*Excerpted passage*.

Many of the Taliban's child recruits were tricked or coerced into carrying out acts of terror, according to a report by British newspaper The Guardian. It is one way the Taliban has tried to respond to NATO's intensified anti-terror campaign.
One such recruit, 14-year-old Noor Mohammad, personifies the coercion that the group uses on children. Accused of stealing cell phones during a wedding party in his village, Muhammad was given a harsh choice - "either they would cut off his hand for stealing or he could redeem himself and bring glory on his family by becoming a suicide bomber."
"They are relying more and more on children," said Nader Nadery, a member of Afghanistan's Independent Human Rights Commission. "When somebody runs out of one tool they go to use the second one." While many children are the victims of ideological brainwashing at "hate madrassas," others like Mohammad are coerced through threats and violence.
After agreeing to carry out an assault on the American military base in nearby Ghazni, Mohammad was given lessons on how to use a handgun. As part of the suicide attack, he was fitted with an explosive vest, photographed for martyrdom propaganda, and sent on his way.

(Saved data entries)
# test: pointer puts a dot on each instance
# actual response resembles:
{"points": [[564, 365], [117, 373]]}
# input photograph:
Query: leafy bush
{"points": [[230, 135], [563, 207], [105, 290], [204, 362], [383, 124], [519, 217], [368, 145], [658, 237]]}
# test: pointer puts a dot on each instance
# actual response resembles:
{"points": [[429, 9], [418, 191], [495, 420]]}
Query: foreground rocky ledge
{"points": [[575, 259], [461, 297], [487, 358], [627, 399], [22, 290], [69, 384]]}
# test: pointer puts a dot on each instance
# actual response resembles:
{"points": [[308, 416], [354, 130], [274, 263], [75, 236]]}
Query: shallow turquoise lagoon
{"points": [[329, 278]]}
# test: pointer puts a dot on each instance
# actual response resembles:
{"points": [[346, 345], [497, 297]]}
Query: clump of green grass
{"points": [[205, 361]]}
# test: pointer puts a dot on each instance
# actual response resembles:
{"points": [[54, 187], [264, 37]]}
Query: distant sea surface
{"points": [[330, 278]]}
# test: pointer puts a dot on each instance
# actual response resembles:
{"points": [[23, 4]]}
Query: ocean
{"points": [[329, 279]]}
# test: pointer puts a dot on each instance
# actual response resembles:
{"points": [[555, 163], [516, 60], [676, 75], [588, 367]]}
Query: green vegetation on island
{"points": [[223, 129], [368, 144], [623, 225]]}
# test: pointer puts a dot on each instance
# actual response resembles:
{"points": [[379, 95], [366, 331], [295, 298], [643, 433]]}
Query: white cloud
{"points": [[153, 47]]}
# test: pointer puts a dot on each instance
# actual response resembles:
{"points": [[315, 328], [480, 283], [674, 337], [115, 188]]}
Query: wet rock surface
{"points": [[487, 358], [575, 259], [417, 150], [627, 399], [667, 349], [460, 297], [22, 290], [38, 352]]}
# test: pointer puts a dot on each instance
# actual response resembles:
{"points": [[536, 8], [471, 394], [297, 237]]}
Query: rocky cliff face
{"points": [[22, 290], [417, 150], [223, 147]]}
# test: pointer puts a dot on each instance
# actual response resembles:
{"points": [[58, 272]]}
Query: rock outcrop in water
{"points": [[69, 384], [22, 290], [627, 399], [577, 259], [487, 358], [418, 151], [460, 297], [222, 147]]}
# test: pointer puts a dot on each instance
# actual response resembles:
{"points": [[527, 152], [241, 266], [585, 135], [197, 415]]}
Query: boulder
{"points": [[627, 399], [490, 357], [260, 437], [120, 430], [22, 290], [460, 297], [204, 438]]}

*Work to complete*. In the passage on Taliban child recruits, turn the paragraph that begins "After agreeing to carry out an assault" into a short list that keeps its main facts.

*Problem solution*.
- Mohammad agreed to carry out an assault on the American military base in nearby Ghazni.
- He was given lessons on how to use a handgun.
- For the suicide attack, he was fitted with an explosive vest.
- He was photographed for martyrdom propaganda.
- He was sent on his way.